Copy the lines below exactly, starting with the line containing "the red flamenco" and continuing through the line containing "494 468 616 533", with both of those lines included. Leave the pictures out of your copy.

[Rows from a box labeling dataset]
* BEGIN *
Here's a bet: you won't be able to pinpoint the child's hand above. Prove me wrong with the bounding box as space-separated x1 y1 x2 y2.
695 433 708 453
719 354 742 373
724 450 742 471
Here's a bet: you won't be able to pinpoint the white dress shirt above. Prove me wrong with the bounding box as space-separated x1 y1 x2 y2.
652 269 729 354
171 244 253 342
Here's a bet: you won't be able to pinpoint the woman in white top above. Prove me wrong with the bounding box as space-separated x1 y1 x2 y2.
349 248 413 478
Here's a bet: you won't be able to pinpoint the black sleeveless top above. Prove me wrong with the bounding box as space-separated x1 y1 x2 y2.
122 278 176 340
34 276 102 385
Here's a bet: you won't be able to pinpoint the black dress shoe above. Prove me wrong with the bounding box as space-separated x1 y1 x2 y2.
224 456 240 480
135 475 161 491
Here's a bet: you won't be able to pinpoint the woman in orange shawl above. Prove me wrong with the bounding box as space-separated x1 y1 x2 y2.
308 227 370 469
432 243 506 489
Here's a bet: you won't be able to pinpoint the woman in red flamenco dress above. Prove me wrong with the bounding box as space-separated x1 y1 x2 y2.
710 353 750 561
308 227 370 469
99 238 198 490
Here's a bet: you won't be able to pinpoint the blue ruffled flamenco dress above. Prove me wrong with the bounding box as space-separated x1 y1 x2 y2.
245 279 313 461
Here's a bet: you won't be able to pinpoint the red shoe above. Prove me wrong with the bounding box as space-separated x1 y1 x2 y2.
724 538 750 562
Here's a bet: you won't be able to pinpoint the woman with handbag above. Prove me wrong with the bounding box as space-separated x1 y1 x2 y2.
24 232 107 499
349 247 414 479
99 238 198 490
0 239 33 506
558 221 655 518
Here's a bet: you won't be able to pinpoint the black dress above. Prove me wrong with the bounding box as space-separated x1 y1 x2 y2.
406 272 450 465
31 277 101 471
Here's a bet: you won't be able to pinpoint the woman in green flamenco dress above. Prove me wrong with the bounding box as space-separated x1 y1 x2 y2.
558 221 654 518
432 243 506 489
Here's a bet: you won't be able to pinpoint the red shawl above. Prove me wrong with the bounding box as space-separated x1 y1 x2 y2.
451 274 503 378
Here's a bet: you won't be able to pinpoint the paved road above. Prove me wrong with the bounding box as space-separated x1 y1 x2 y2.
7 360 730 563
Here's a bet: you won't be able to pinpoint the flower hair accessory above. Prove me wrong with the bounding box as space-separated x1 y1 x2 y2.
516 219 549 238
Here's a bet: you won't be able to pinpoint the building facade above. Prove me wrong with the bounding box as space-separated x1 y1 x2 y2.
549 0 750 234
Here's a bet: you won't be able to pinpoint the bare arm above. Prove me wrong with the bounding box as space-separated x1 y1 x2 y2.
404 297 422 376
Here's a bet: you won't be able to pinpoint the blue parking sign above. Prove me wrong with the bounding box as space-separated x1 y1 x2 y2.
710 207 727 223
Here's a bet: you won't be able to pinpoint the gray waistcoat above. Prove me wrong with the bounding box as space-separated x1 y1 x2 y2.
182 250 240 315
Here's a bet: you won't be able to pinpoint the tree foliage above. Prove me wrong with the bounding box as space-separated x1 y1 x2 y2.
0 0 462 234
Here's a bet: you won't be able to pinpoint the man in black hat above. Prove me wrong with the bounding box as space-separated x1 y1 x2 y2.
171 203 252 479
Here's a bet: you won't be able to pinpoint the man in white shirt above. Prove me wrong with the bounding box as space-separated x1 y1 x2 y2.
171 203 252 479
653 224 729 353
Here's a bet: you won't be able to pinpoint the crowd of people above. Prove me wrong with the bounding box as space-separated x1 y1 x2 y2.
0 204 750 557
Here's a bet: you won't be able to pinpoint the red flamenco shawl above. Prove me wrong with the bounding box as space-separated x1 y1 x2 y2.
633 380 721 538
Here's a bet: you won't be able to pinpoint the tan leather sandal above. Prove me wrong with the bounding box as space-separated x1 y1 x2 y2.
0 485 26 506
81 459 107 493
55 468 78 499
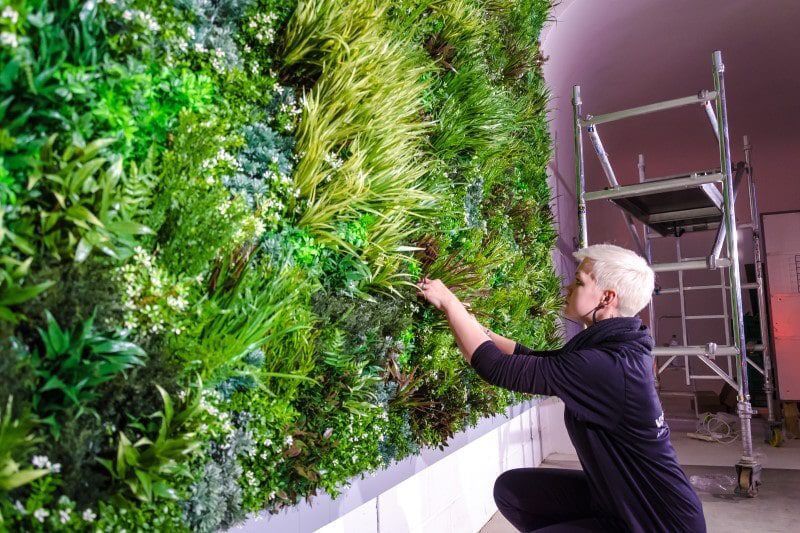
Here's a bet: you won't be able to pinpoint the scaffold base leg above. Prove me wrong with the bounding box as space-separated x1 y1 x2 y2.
735 460 761 498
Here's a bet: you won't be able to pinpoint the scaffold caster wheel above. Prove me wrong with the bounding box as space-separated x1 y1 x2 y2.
767 426 783 448
736 465 761 498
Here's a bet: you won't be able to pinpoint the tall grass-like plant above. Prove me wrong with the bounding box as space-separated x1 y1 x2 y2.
174 264 315 390
283 0 433 292
32 312 146 437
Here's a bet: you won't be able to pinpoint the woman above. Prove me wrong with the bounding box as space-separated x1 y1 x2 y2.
418 244 706 532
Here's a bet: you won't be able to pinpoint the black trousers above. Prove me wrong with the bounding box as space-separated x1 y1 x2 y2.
494 468 616 533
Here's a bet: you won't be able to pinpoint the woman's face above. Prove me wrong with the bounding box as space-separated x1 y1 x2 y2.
564 259 603 324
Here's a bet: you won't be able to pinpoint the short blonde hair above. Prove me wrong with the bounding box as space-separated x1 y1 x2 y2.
572 244 655 316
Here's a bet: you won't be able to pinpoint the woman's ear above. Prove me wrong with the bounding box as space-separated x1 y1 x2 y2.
603 290 617 305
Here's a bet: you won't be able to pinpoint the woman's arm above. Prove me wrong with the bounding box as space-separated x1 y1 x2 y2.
417 278 492 363
437 296 492 363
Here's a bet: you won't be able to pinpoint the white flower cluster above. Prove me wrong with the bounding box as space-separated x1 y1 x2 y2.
0 6 19 48
31 455 61 474
200 147 242 185
122 9 161 32
233 215 268 244
0 31 19 48
0 6 19 24
118 246 189 335
247 13 278 44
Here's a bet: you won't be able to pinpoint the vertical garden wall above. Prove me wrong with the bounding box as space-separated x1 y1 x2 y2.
0 0 559 531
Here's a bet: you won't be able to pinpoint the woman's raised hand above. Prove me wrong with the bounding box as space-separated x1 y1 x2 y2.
417 278 458 311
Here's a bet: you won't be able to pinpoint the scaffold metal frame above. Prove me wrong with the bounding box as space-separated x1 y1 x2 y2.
572 51 775 496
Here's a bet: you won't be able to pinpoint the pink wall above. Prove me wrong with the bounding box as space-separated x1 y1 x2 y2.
543 0 800 390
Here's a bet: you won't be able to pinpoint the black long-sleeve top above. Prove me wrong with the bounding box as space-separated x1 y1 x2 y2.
471 317 706 532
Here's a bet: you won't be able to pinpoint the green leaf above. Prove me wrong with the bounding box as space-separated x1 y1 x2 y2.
0 281 55 306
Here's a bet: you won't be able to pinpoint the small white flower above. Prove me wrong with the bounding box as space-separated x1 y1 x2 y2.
0 31 19 48
31 455 50 468
2 6 19 24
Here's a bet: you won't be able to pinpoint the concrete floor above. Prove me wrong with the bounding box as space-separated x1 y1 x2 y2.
480 420 800 533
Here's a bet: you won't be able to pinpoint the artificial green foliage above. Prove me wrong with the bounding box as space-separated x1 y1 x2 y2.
0 0 561 532
98 385 201 502
31 312 146 437
0 396 50 492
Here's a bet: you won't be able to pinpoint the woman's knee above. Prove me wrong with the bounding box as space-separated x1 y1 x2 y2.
494 468 528 509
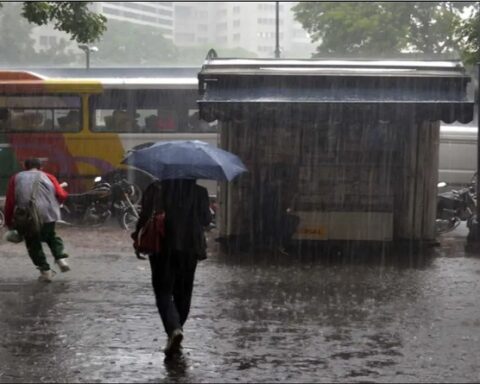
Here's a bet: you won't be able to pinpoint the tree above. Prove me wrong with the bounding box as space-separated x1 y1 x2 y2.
457 2 480 65
293 2 472 57
0 3 77 66
0 1 107 43
92 20 177 66
0 4 34 65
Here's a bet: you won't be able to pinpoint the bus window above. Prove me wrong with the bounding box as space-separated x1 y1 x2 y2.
10 109 52 132
0 95 81 132
53 109 81 132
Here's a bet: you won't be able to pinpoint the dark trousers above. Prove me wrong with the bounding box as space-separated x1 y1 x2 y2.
25 222 67 271
149 251 197 336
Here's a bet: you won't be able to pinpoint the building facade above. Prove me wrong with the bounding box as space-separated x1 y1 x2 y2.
174 2 315 58
31 1 174 54
32 1 315 58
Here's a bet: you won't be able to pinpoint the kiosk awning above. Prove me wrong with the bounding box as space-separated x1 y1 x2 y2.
198 59 474 123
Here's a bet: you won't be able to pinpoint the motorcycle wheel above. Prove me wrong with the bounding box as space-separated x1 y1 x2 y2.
120 209 138 231
435 217 461 235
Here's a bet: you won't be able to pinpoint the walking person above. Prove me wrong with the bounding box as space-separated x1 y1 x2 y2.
132 179 211 357
5 158 70 282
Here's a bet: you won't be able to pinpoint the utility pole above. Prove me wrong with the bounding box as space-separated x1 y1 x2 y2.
275 1 280 59
78 44 98 70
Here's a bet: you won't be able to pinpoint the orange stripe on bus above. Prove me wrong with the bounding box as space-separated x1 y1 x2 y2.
0 71 42 81
0 80 103 94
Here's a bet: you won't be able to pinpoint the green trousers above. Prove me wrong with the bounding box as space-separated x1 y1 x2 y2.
25 222 68 271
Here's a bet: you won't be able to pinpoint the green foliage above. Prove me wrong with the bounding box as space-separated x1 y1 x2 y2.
0 3 72 66
22 1 107 43
293 2 472 57
91 19 177 66
457 2 480 65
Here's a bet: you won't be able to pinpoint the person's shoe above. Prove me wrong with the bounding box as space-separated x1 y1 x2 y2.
164 328 183 356
55 259 70 272
38 269 56 283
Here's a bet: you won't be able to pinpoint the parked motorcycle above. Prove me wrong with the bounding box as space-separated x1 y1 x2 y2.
435 182 477 234
60 176 138 229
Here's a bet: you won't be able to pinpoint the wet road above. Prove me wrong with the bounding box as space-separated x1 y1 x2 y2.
0 224 480 382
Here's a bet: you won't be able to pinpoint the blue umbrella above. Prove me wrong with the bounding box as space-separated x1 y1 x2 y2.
122 140 247 181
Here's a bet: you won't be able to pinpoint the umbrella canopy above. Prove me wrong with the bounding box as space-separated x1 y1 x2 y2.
122 140 247 181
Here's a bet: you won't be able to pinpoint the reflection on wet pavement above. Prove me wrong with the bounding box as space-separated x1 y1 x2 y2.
0 226 480 382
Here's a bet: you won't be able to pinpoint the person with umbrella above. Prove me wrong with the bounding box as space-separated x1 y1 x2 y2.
123 141 246 357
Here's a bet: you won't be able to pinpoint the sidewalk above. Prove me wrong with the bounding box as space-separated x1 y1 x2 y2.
0 224 480 382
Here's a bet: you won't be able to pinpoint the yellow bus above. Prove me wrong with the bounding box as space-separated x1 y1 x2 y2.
0 68 217 195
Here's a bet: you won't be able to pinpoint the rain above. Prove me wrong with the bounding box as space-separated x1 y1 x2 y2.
0 2 480 383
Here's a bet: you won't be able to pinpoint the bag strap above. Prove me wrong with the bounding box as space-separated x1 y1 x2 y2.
30 171 42 204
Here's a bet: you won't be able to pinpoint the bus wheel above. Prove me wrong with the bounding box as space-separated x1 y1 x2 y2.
* END *
◆ Right answer:
Here's a bet: you won't be able to pinpoint the red flamenco shawl above. Prove me wrong with the bounding box as space-separated x1 y1 x2 y2.
633 380 721 538
Here's a bet: you won't be able to pinpoint the tan leather sandal above. Prove me wrong with the bounding box as space-separated x1 y1 x2 y2.
0 485 26 506
81 459 107 493
55 468 78 499
Here's a bet: you won't be able to pinpoint the scaffold base leg above. Prove me wrong with the bounding box as space-separated x1 y1 x2 y2.
735 460 761 498
Here's a bet: you won't be able to pinpoint the scaffold caster wheel above. Prove me wrong with the bounding box as space-separated x1 y1 x2 y2.
767 426 783 448
736 465 761 498
Here's a bet: you won't be able to pinpoint the tall grass-like plant above. Prove me wrong with the bounding box as space-separated x1 y1 x2 y2.
174 264 315 390
283 0 433 292
32 312 146 437
Here's a bet: you won't be able to pinpoint the woman above. Prove me wrong with the bounding box as space-separated x1 y1 x2 y2.
418 244 706 532
Here's a bet: you won't be able to pinpoint the black trousers above. Prove me wrong with the bounding box as space-separated x1 y1 x2 y2.
494 468 616 533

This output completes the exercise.